### Exercise passage
=====

After a tour in The South Pacific during the war he sailed as commanding officer on his LCI to the port of New Orleans where his ship was decommissioned at the end of the war.
Three years later in 1949 back in Kansas City, his home town, Dick started his own plumbing business and a family with his new bride Shirley.
He could not afford a truck & started his business using the family Chevy to run service calls, pulling an equipment trailer behind it. Dick had no helpers and did all of the labor himself. Shirley answered the phone in the home in Merriam and raised their three children. Shirley frequently took the service calls and conveyed the work orders to Dick.
Even in those early days they offered 24 hour service. The telephone rang beside Dick’s bed & he answered the phone all night long as customers called needing emergency overtime help.
In 1952, Dick bought his first service truck, a used Ford pickup, and continued to do all of the service work himself with the occasional help of a neighbor. In 1955 he rented a frame building measuring 400 square feet in Prairie Village at the southeast corner of 75th & Nall. Now for the first time he was able to store larger quantities of material & tools like cribbing planks & jacks away from his home.
The Ray’s first born child was a boy, Dick Ray II and he was a very serious minded, very mechanical young man. He grew up in the plumbing business helping his father, cleaning our trucks on Saturday, restocking parts, sweeping, digging ditches & straightening the tools in each of the trucks. By the time he was 16, he knew as much about the plumbing business as many mature plumbers. Between jobs Dick II earned an Eagle Scout badge.
In 1966 Dick II was the winner of a $4,000 scholarship to study mechanical engineering at Kansas State University. This scholarship was awarded annually to one son of a plumber in The United States. Dick used the scholarship to put himself through school, working summers to earn any money not covered by the scholarship. In 1972, he graduated cum laude in Mechanical Engineering from K-State. After that Dick completed all of the coursework for a Master’s degree in mechanical engineering lacking only a thesis to obtain his Master’s Degree.
In 1973 after a 6 month 11,000 mile motorcycle trip starting in London, England & ending in Tehran, Iran Dick II got a job on a freighter in the Persian Gulf & worked his way home to Kansas City to join his father in the family business full time
In 1974 Dick II passed the demanding master plumbers examination making him licensed in both Kansas & Missouri. Then he passed another grueling set of examinations which similarly licensed him as a master mechanic to do furnace & air conditioning work. At that point Dick I stepped down as general manager as his son stepped in. The father & son worked well together until the elder Ray retired in 1986. The father & son team always agreed that their genuine goal should be to continue to be, “The Best That Money Can Buy.”
The family that came to Kansas City from England and helped lay Kansas City’s first sewer 6 generations ago is still going strong, doing a conscientious job of plumbing, heating & air conditioning.

=====

### Required tasks
- A) In the plumbing business history, what did Dick use to run service calls before he could afford a truck?
- B) Reproduce the stretch of the plumbing business history that starts with "Three years later" and finishes with "orders to Dick.".

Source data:
=====

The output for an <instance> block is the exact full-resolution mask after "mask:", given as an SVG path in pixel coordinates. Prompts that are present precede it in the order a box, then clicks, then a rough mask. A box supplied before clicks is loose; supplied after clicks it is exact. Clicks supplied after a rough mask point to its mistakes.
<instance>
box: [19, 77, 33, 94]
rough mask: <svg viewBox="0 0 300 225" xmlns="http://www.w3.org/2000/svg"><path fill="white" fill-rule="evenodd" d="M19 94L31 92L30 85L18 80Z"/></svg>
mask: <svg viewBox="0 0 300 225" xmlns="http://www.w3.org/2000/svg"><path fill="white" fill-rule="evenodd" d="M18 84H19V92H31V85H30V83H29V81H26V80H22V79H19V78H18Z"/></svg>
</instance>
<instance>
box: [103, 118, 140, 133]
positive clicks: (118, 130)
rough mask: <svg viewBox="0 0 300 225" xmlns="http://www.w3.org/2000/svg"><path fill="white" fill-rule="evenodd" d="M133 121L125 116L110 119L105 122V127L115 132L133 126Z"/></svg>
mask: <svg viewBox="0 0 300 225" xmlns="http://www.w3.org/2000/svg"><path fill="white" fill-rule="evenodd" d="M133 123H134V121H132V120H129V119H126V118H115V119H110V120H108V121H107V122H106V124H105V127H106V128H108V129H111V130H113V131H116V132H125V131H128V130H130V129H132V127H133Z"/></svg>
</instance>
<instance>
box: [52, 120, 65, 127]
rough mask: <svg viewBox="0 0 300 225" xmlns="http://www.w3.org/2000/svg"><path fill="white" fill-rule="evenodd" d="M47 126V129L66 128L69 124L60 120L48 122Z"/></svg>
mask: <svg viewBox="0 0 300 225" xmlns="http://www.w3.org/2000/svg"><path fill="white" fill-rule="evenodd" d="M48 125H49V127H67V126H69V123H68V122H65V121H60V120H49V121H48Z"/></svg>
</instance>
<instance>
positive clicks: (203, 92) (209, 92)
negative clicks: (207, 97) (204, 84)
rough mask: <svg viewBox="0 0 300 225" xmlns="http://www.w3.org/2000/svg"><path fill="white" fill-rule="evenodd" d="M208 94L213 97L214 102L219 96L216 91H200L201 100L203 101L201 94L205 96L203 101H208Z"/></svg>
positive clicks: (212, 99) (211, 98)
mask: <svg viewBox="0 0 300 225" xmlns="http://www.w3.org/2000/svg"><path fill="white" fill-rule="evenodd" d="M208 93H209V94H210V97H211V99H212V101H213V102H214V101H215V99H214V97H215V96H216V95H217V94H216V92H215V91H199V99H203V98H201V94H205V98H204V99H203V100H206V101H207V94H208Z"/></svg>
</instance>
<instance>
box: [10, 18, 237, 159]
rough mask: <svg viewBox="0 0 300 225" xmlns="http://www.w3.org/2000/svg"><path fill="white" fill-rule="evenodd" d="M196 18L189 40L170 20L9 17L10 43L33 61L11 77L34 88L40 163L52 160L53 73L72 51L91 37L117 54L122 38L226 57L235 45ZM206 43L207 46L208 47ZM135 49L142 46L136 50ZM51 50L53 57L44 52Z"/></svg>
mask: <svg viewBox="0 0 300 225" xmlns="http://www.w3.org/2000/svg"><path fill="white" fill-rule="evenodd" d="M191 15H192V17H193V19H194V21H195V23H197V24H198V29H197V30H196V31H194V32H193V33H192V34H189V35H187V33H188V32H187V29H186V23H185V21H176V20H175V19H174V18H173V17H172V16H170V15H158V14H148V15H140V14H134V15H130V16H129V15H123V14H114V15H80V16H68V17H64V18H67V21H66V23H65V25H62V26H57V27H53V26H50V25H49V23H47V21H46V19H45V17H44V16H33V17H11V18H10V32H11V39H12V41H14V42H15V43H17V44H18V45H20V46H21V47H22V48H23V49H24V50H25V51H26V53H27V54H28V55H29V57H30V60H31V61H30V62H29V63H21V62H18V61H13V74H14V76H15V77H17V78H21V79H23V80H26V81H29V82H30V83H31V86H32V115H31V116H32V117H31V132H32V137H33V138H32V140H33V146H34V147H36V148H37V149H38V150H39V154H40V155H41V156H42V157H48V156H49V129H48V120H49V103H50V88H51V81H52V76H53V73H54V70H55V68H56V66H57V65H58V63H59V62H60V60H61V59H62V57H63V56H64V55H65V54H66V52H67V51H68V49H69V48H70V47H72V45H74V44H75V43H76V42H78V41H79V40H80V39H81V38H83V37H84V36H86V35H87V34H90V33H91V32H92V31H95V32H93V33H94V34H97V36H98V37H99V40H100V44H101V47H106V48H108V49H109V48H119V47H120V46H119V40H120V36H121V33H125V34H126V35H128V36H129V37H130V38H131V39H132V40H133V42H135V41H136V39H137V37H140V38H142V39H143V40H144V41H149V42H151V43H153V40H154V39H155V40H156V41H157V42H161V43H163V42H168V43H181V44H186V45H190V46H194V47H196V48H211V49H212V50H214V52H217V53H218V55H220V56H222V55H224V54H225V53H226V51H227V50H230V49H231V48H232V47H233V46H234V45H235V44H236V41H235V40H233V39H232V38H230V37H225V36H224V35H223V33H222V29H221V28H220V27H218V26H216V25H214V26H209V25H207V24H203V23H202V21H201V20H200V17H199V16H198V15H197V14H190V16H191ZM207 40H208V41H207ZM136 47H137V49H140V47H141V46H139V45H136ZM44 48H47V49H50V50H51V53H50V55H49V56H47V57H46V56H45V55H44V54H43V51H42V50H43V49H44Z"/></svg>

=====

### Expected outputs
- A) The family Chevy, pulling an equipment trailer behind it.

- B)
Three years later in 1949 back in Kansas City, his home town, Dick started his own plumbing business and a family with his new bride Shirley.
He could not afford a truck & started his business using the family Chevy to run service calls, pulling an equipment trailer behind it. Dick had no helpers and did all of the labor himself. Shirley answered the phone in the home in Merriam and raised their three children. Shirley frequently took the service calls and conveyed the work orders to Dick.